Rewrite the lines below as a numbered list, omitting any blank lines.

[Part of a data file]
□ □ □ □ □
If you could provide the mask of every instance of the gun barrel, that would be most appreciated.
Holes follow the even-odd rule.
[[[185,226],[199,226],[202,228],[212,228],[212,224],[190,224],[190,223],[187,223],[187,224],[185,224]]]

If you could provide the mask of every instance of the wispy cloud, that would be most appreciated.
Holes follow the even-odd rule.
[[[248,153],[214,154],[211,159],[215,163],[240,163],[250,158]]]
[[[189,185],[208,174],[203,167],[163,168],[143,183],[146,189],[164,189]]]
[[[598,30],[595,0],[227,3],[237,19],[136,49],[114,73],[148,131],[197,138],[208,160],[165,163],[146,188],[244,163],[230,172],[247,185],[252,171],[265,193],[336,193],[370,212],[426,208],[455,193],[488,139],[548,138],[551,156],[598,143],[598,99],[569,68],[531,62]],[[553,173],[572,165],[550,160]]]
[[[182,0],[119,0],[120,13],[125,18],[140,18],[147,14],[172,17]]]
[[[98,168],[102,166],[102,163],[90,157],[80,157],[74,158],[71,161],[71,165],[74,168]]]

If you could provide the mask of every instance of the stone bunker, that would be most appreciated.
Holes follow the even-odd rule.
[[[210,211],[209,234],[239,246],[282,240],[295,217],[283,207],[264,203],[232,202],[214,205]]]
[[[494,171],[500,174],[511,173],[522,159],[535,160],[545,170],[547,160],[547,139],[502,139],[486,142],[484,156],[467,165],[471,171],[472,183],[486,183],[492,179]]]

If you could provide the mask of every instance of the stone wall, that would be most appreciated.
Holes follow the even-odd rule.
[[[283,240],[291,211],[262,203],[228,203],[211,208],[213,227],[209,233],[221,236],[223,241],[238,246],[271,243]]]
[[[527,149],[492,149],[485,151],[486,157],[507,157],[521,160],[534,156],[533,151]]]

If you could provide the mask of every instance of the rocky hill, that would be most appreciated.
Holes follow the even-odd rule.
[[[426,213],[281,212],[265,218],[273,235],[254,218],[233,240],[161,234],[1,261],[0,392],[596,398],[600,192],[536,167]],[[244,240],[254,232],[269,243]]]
□ □ □ □ □
# Full solution:
1. If you could provide the mask of every instance of the gun barrel, that would be most appreciated.
2. Holes follow the even-odd rule.
3. [[[185,226],[199,226],[202,228],[212,228],[212,224],[190,224],[190,223],[187,223],[187,224],[185,224]]]
4. If you could provide the mask of every instance of the wispy cloud, that would be most appreciated.
5. Holes follow the even-odd rule.
6. [[[248,153],[214,154],[211,159],[215,163],[240,163],[250,158]]]
7. [[[189,185],[208,174],[203,167],[163,168],[143,183],[146,189],[164,189]]]
8. [[[598,30],[595,0],[227,3],[237,19],[136,49],[114,73],[148,131],[197,138],[208,160],[165,163],[146,188],[244,163],[230,172],[247,185],[252,171],[265,193],[336,193],[370,212],[426,208],[455,193],[488,139],[548,138],[551,156],[598,143],[598,99],[569,68],[531,62]],[[553,173],[572,165],[550,160]]]
9. [[[182,0],[119,0],[120,13],[125,18],[140,18],[147,14],[172,17]]]
10. [[[98,168],[102,166],[102,163],[90,157],[80,157],[74,158],[71,161],[71,165],[74,168]]]
11. If you could provide the mask of every instance of the stone bunker, that would be most appreciated.
12. Holes follow the even-odd rule.
13. [[[210,211],[209,234],[239,246],[282,240],[295,217],[283,207],[264,203],[232,202],[214,205]]]
14. [[[494,171],[500,174],[511,173],[522,159],[535,160],[545,170],[547,160],[547,139],[502,139],[486,142],[484,156],[467,165],[471,171],[472,183],[486,183],[492,179]]]
15. If you could provide the mask of every instance of the stone wall, that would be most appreciated.
16. Holes follow the even-odd rule.
17. [[[283,240],[291,211],[262,203],[228,203],[211,208],[213,227],[209,233],[221,236],[223,241],[238,246],[271,243]]]
18. [[[527,149],[492,149],[485,151],[486,157],[507,157],[521,160],[534,156],[533,151]]]
19. If you could provide the mask of every instance of the rocky hill, that would be most appreciated.
20. Holes follow the even-odd rule.
21. [[[426,213],[281,212],[265,218],[273,235],[254,218],[233,240],[161,234],[1,261],[0,392],[596,398],[600,192],[536,167]],[[244,240],[254,232],[269,243]]]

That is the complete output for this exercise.